━━ Provided data
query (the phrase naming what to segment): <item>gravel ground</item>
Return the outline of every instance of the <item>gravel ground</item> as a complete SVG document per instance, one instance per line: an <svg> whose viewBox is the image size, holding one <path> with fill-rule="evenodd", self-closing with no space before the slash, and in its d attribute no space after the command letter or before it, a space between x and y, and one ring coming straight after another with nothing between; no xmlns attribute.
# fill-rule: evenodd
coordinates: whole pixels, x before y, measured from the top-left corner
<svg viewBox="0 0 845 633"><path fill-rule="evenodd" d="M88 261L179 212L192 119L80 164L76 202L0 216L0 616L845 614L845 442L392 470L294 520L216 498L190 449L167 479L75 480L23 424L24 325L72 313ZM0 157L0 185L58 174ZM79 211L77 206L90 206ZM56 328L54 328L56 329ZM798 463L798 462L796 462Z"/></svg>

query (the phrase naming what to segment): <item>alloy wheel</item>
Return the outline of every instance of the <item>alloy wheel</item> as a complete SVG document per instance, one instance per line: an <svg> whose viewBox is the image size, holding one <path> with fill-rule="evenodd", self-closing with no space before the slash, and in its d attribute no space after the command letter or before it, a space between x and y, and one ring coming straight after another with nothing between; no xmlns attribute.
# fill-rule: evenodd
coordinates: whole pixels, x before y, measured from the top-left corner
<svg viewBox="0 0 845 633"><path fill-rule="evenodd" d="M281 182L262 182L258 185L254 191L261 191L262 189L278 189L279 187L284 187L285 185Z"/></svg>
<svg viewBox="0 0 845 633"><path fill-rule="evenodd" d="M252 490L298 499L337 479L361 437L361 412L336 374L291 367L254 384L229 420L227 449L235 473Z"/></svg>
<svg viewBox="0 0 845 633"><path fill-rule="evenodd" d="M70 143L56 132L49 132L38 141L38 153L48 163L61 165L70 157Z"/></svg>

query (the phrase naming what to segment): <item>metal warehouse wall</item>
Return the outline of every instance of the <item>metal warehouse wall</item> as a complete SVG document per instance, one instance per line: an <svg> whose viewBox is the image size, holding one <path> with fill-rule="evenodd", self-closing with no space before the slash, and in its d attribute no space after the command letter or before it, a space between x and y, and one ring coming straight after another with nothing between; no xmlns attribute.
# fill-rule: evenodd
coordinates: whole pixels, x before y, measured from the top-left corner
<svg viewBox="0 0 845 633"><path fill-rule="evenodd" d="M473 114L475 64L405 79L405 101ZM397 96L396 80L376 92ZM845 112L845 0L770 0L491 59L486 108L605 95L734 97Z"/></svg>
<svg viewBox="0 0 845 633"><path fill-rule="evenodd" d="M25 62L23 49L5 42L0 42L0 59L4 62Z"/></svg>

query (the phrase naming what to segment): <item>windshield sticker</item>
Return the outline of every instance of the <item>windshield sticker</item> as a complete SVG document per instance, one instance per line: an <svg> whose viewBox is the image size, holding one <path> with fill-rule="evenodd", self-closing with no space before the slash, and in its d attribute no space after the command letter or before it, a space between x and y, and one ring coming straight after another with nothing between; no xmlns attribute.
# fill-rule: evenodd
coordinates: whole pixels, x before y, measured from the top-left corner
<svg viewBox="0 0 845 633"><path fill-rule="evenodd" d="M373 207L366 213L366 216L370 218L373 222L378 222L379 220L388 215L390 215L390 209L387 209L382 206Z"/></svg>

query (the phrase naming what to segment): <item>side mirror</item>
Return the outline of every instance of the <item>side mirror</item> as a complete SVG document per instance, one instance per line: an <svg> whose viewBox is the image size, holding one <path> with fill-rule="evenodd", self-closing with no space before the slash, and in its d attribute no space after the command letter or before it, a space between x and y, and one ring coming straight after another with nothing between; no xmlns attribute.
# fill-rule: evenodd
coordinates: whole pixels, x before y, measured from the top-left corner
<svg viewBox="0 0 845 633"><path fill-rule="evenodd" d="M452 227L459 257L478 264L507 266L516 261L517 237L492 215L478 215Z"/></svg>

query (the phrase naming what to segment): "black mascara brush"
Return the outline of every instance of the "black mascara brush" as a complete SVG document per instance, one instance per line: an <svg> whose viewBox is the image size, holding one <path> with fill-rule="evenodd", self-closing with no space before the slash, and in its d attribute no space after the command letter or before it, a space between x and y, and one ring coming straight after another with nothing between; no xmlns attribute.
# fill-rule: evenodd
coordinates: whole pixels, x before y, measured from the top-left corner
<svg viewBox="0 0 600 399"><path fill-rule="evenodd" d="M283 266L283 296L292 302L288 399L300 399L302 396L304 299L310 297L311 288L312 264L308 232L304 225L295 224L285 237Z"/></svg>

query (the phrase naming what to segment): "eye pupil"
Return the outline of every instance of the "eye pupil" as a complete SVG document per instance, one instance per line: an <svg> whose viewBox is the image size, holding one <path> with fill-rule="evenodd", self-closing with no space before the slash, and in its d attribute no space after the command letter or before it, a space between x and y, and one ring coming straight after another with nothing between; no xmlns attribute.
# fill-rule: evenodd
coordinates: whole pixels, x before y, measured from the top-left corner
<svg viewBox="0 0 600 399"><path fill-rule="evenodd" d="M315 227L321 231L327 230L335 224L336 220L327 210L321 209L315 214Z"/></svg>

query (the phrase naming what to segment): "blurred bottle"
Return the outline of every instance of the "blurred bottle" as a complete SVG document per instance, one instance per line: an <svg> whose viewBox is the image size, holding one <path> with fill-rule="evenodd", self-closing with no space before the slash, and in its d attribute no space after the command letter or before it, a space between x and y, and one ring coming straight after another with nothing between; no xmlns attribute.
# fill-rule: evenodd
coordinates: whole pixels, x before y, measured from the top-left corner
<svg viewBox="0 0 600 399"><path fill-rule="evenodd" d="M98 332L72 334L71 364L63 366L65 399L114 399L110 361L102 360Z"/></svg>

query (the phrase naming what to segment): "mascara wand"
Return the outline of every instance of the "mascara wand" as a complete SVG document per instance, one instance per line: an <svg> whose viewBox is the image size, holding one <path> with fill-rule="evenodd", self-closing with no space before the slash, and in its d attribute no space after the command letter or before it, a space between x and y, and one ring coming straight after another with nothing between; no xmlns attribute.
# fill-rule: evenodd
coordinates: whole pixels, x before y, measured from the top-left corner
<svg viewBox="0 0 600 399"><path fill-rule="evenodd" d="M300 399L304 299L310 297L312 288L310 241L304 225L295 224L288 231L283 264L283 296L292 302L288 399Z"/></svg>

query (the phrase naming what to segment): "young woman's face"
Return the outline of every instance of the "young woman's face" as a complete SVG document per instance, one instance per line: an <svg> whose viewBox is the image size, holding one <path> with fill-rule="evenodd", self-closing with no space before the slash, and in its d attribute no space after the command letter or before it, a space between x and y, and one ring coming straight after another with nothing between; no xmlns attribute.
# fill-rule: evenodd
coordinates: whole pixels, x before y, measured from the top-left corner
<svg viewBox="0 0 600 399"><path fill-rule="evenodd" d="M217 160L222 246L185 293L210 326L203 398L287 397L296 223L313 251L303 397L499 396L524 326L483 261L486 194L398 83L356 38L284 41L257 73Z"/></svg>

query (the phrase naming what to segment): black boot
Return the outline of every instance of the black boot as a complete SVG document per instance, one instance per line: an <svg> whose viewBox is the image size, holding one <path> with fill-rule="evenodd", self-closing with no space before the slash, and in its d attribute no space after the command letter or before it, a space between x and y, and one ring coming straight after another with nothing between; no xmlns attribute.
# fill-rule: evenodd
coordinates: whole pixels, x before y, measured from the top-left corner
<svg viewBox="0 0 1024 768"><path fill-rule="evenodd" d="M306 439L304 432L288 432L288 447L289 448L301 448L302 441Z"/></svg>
━━━━
[Problem to work on] A word-for-word copy of the data is the expected answer.

[Task response]
query (the phrase naming what to segment): <item>gravel ground</item>
Return the outline of every instance of the <item>gravel ground</item> as a complete SVG document per instance, one instance per line: an <svg> whose viewBox is the image size, holding one <path> with fill-rule="evenodd", self-closing with no space before the slash, and in its d attribute no space after the command letter or before it, a space between x and y, and one ring coming straight after another with nothing between; no xmlns attribute.
# fill-rule: evenodd
coordinates: whole pixels, x before y, measured from the top-left corner
<svg viewBox="0 0 845 633"><path fill-rule="evenodd" d="M88 261L179 212L192 119L80 164L76 202L0 216L0 616L845 614L845 442L392 470L294 520L216 498L190 449L167 479L75 480L23 424L24 325L72 313ZM0 157L0 185L58 174ZM79 211L77 206L90 206ZM56 328L54 328L56 329ZM798 463L798 462L796 462Z"/></svg>

query (the phrase naming what to segment): <item>alloy wheel</item>
Return the outline of every instance of the <item>alloy wheel</item> as a complete SVG document per instance, one instance per line: an <svg> whose viewBox is the image size, holding one <path> with fill-rule="evenodd", self-closing with no space before the slash, and in its d attribute no space after the command letter or before it, a space between x and y, and one ring coming straight after another with nothing between; no xmlns attribute.
# fill-rule: evenodd
coordinates: whole pixels, x before y, measured from the top-left corner
<svg viewBox="0 0 845 633"><path fill-rule="evenodd" d="M281 182L262 182L258 185L254 191L261 191L262 189L278 189L279 187L284 187L285 185Z"/></svg>
<svg viewBox="0 0 845 633"><path fill-rule="evenodd" d="M252 490L298 499L337 479L361 437L361 412L336 374L291 367L254 384L229 420L227 449L235 473Z"/></svg>
<svg viewBox="0 0 845 633"><path fill-rule="evenodd" d="M70 143L56 132L49 132L38 141L38 153L48 163L61 165L70 157Z"/></svg>

query (the phrase naming what to segment): <item>metal warehouse wall</item>
Return the outline of every instance of the <item>metal warehouse wall</item> as a complete SVG document per instance, one instance per line: an <svg> whose viewBox is the image size, holding one <path> with fill-rule="evenodd", self-closing with no space before the slash, and in its d attribute no space after the command letter or before it, a space between x and y, and one ring coming straight after another with nothing between; no xmlns attribute.
# fill-rule: evenodd
coordinates: whole pixels, x before y, measured from the top-left corner
<svg viewBox="0 0 845 633"><path fill-rule="evenodd" d="M473 114L475 64L405 79L405 101ZM397 96L396 80L376 92ZM845 112L845 0L770 0L491 59L486 108L605 95L734 97Z"/></svg>
<svg viewBox="0 0 845 633"><path fill-rule="evenodd" d="M25 62L23 49L5 42L0 42L0 59L4 62Z"/></svg>

query (the phrase naming what to segment): <item>windshield sticker</item>
Return the outline of every instance of the <item>windshield sticker</item> as a complete SVG document per instance, one instance per line: an <svg> whose viewBox is the image size, holding one <path> with fill-rule="evenodd", self-closing with no space before the slash, and in its d attribute no space after the command letter or before it, a space between x and y, and one ring coming straight after another with nothing between; no xmlns attribute.
# fill-rule: evenodd
coordinates: whole pixels, x before y, measured from the top-left corner
<svg viewBox="0 0 845 633"><path fill-rule="evenodd" d="M373 207L366 213L366 216L370 218L373 222L378 222L379 220L388 215L390 215L390 209L387 209L382 206Z"/></svg>

query (the phrase naming what to segment): <item>side mirror</item>
Return the outline of every instance of the <item>side mirror</item> as a complete SVG document per instance, one instance per line: an <svg> whose viewBox is the image size, holding one <path> with fill-rule="evenodd", self-closing with no space before the slash, and in its d attribute no space after the command letter or before it, a space between x and y, and one ring coming straight after another with nothing between; no xmlns attribute.
# fill-rule: evenodd
coordinates: whole pixels, x before y, measured from the top-left corner
<svg viewBox="0 0 845 633"><path fill-rule="evenodd" d="M452 227L459 257L478 264L507 266L516 261L517 237L492 215L478 215Z"/></svg>

query (the phrase naming what to segment): "black mascara brush"
Return the outline of every instance of the "black mascara brush" as a complete SVG document per instance, one instance per line: an <svg> whose viewBox is the image size, holding one <path> with fill-rule="evenodd", self-closing with no space before the slash, and in its d attribute no space after the command letter or before it, a space between x and y, and one ring coming straight after another with nothing between; no xmlns attribute.
# fill-rule: evenodd
coordinates: whole pixels, x before y, measured from the top-left corner
<svg viewBox="0 0 600 399"><path fill-rule="evenodd" d="M283 266L283 296L292 302L288 399L300 399L302 396L304 299L310 297L311 288L312 264L308 232L304 225L295 224L285 237Z"/></svg>

query (the phrase naming what to segment): "eye pupil"
Return the outline of every instance of the "eye pupil" as a complete SVG document per instance, one instance per line: an <svg> whose viewBox is the image size, holding one <path> with fill-rule="evenodd", self-closing with no space before the slash, and in its d attribute no space after the command letter or before it, a space between x and y, and one ring coming straight after another with nothing between; no xmlns attribute.
# fill-rule: evenodd
coordinates: whole pixels, x before y, measured from the top-left corner
<svg viewBox="0 0 600 399"><path fill-rule="evenodd" d="M315 227L321 231L327 230L335 224L336 220L327 210L321 209L315 214Z"/></svg>

query (the phrase naming what to segment): "blurred bottle"
Return the outline of every instance of the "blurred bottle" as a complete SVG document per instance, one instance per line: an <svg> whose viewBox is the image size, holding one <path> with fill-rule="evenodd", self-closing with no space before the slash, and in its d attribute no space after the command letter or before it, a space between x and y, and one ring coming straight after another with nothing between; no xmlns attribute.
# fill-rule: evenodd
coordinates: whole pixels, x before y, measured from the top-left corner
<svg viewBox="0 0 600 399"><path fill-rule="evenodd" d="M98 332L72 334L71 364L63 366L65 399L114 399L110 361L102 360Z"/></svg>

query (the phrase naming what to segment): "mascara wand"
Return the outline of every instance of the "mascara wand" as a complete SVG document per instance, one instance per line: an <svg> whose viewBox is the image size, holding one <path> with fill-rule="evenodd", self-closing with no space before the slash, and in its d attribute no space after the command letter or before it, a space between x and y, and one ring coming straight after another with nothing between; no xmlns attribute.
# fill-rule: evenodd
coordinates: whole pixels, x before y, measured from the top-left corner
<svg viewBox="0 0 600 399"><path fill-rule="evenodd" d="M300 399L304 299L310 297L312 288L310 241L304 225L295 224L288 231L283 264L283 296L292 302L288 399Z"/></svg>

query (the phrase naming what to segment): "young woman's face"
Return the outline of every instance of the "young woman's face" as a complete SVG document per instance, one instance per line: an <svg> whose viewBox is the image size, holding one <path> with fill-rule="evenodd", self-closing with no space before the slash, and in its d attribute no space after the command letter or before it, a space between x and y, and one ring coming straight after another with nothing between; no xmlns attribute.
# fill-rule: evenodd
coordinates: whole pixels, x before y, measured from the top-left corner
<svg viewBox="0 0 600 399"><path fill-rule="evenodd" d="M217 160L222 246L185 293L210 326L203 398L287 397L296 223L313 251L303 397L499 396L524 326L483 261L486 194L398 83L356 38L284 41L257 73Z"/></svg>

query (the phrase naming what to segment): black boot
Return the outline of every instance of the black boot as a complete SVG document per instance, one instance per line: an <svg> whose viewBox is the image size, holding one <path> with fill-rule="evenodd", self-closing with no space before the slash, and in its d attribute no space after the command letter or before it, a space between x and y, and one ring coming straight after another with nothing between; no xmlns attribute.
# fill-rule: evenodd
coordinates: whole pixels, x before y, measured from the top-left corner
<svg viewBox="0 0 1024 768"><path fill-rule="evenodd" d="M306 439L304 432L288 432L288 447L289 448L301 448L302 441Z"/></svg>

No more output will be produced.